Stored entries:

****

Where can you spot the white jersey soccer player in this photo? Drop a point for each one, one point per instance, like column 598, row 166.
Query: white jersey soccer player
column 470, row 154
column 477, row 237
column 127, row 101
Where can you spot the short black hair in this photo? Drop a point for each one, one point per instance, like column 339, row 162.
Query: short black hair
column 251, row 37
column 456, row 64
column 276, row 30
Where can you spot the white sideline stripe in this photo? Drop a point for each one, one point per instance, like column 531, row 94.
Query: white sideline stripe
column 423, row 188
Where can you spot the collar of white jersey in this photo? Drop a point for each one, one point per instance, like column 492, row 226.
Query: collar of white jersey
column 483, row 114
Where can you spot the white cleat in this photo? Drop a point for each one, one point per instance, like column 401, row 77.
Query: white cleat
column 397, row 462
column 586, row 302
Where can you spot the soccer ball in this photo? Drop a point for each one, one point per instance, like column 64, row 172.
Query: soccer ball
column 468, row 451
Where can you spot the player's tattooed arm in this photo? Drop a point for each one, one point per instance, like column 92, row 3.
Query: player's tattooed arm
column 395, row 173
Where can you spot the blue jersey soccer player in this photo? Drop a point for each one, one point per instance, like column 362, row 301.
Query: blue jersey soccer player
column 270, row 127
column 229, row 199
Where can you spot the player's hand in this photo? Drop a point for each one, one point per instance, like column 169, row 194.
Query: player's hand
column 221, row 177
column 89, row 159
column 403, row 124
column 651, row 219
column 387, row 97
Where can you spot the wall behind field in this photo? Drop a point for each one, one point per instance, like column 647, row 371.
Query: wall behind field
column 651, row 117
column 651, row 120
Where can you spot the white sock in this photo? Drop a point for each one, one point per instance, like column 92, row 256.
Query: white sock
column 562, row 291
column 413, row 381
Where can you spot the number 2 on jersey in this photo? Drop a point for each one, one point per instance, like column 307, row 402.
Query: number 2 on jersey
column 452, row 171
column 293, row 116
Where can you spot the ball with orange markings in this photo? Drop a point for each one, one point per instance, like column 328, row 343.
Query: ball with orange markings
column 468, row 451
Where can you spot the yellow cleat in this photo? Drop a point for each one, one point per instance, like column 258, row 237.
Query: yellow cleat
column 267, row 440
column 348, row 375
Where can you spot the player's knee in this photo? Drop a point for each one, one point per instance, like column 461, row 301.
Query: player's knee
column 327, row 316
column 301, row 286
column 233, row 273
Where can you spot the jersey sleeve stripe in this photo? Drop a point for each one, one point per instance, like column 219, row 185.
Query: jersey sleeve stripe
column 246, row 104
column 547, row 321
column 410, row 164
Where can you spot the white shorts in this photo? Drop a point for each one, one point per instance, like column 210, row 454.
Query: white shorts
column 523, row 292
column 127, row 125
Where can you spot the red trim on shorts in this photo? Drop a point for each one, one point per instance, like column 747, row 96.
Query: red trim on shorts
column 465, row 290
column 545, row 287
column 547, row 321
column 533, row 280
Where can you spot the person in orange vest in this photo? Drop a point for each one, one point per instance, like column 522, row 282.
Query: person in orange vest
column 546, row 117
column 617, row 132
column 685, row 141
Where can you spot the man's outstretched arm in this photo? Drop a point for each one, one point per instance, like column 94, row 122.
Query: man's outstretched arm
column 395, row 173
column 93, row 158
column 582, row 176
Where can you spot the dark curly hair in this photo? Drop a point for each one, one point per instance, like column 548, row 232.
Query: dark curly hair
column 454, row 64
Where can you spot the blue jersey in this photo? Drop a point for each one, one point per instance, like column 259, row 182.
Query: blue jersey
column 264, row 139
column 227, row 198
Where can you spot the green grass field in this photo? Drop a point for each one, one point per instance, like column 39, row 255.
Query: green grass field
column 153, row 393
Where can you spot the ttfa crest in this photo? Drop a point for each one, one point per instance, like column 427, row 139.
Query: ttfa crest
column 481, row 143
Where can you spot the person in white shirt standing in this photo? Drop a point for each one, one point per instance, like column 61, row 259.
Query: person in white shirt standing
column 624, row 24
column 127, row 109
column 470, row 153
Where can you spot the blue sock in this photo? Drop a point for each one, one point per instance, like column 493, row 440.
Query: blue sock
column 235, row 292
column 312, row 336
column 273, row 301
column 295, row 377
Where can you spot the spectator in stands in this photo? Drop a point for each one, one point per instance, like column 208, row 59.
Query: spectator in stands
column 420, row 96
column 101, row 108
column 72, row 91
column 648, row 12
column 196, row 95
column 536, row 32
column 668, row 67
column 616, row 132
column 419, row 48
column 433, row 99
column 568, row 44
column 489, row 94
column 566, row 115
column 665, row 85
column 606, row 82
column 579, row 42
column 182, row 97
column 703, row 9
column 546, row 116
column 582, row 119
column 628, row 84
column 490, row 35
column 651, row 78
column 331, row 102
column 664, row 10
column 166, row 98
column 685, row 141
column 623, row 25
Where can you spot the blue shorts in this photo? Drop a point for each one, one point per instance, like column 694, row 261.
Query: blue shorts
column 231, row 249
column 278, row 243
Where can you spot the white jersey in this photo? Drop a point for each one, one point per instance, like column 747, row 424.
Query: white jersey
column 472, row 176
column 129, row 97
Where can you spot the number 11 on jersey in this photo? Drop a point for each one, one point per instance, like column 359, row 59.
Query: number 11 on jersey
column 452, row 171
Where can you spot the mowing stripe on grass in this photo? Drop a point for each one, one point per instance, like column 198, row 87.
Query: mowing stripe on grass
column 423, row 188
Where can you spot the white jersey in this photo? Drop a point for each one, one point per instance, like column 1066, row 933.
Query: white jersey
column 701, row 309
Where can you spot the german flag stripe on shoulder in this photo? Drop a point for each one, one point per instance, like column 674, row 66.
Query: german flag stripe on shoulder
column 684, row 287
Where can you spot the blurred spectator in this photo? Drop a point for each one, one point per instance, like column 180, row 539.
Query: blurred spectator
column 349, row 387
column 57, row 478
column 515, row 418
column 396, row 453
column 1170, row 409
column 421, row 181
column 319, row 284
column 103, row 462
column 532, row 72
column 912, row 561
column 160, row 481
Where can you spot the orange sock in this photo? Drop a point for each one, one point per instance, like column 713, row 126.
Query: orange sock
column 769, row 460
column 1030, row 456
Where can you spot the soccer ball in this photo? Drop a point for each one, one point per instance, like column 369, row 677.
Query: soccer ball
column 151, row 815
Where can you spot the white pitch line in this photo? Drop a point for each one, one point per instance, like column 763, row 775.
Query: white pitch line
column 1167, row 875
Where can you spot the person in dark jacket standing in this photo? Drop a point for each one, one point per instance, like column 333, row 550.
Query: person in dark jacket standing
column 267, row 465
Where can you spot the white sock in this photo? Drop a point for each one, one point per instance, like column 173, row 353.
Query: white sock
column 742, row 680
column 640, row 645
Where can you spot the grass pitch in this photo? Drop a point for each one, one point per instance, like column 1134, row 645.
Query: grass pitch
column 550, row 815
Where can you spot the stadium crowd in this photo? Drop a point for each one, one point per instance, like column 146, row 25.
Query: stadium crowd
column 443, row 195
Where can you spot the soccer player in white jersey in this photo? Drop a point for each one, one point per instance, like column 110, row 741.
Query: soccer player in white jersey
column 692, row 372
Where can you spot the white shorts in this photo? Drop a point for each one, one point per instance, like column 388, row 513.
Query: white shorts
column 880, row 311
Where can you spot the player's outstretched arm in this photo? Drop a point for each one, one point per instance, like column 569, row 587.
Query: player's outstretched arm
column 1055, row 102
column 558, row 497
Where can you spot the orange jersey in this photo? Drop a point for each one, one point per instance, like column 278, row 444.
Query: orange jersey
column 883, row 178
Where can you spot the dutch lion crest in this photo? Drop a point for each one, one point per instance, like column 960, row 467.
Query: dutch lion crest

****

- _What you will do_
From the entries above, select each line containing the string "dutch".

- _Response area_
Where can you spot the dutch lion crest in this photo? Drop a point for each one, one point per instance, like column 960, row 467.
Query: dutch lion crest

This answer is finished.